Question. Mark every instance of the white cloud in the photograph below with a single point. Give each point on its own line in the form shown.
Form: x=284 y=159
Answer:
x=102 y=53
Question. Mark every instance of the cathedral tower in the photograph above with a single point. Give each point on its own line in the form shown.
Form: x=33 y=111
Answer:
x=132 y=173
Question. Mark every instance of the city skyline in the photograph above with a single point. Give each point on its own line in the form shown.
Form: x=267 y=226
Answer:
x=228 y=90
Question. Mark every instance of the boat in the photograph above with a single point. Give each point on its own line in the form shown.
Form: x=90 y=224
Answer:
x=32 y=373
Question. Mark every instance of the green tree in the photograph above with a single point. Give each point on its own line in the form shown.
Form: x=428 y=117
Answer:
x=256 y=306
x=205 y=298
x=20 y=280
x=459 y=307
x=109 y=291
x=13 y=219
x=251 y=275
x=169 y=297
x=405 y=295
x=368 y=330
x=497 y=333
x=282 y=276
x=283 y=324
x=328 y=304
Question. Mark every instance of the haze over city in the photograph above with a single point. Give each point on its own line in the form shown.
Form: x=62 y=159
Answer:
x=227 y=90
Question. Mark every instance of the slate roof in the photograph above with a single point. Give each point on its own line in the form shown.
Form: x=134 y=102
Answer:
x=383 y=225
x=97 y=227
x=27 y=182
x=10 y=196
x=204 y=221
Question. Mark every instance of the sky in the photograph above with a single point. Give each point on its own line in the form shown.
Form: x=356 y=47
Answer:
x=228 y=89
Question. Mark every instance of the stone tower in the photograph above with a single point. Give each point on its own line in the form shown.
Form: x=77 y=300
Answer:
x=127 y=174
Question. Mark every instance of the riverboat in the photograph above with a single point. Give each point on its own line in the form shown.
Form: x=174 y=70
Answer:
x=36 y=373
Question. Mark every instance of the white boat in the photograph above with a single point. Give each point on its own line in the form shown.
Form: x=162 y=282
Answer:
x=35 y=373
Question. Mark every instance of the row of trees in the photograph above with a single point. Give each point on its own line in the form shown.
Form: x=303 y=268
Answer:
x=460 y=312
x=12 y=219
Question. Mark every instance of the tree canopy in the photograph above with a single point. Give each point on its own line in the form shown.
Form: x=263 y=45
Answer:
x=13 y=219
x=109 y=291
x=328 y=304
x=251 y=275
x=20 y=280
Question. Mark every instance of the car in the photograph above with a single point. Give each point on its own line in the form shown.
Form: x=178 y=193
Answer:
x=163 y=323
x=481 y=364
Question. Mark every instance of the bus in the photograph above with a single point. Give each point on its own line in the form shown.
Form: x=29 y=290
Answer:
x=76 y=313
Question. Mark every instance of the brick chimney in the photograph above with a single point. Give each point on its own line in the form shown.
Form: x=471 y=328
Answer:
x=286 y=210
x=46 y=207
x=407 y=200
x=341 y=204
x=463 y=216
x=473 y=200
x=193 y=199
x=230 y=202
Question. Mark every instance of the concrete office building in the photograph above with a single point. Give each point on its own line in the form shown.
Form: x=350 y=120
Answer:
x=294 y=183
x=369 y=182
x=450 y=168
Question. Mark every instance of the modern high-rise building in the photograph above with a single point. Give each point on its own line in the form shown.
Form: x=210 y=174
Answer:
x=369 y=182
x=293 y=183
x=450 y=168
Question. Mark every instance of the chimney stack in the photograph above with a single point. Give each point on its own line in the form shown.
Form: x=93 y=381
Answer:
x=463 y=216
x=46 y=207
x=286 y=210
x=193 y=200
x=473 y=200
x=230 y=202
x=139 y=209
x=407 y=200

▬▬▬▬▬▬▬▬▬▬

Your assignment:
Please reproduce exactly the lines above, beginning with the first and ending with the line that contains "Question. Mark every instance of the stone", and include nothing outside that range.

Solved problem:
Question. Mark every instance of the white cloud in the photograph below with a single point. Give each point on its own line in the form shown.
Form: x=284 y=159
Answer:
x=102 y=53
Question. Mark every instance of the cathedral tower in the photograph above with a single point. Give each point on its own line in the form shown.
Form: x=33 y=111
Answer:
x=132 y=173
Question. Mark every instance of the city skyline in the photograph above with a single point. Give each point on its own line in the form shown.
Form: x=267 y=226
Answer:
x=228 y=90
Question. Mark every instance of the boat in the photograph above with a single point. Give each point on its own line in the form shown.
Form: x=90 y=224
Answer:
x=32 y=373
Question. Mark every instance of the green tree in the photograph above with a single point. Give each point on its own line in the form shown.
Form: x=428 y=117
Answer:
x=256 y=306
x=205 y=298
x=20 y=280
x=459 y=307
x=109 y=291
x=13 y=219
x=251 y=275
x=169 y=297
x=405 y=295
x=368 y=330
x=497 y=333
x=282 y=276
x=283 y=324
x=328 y=304
Question. Mark every instance of the haze over city in the photograph above with a single point. Give each point on its own line in the form shown.
Form: x=62 y=159
Answer:
x=227 y=90
Question. Mark every instance of the slate roof in the photograph above with a single point. Give each point on its own line in the form shown.
Form: x=134 y=102
Answer:
x=383 y=225
x=97 y=227
x=27 y=182
x=10 y=196
x=204 y=221
Question. Mark every instance of the sky in the photograph above with a single point. Give each point on its own line in the form shown.
Form: x=356 y=47
Answer:
x=228 y=89
Question. Mark every instance of the stone tower in the photograph above with a single point. Give each point on its own line in the form shown.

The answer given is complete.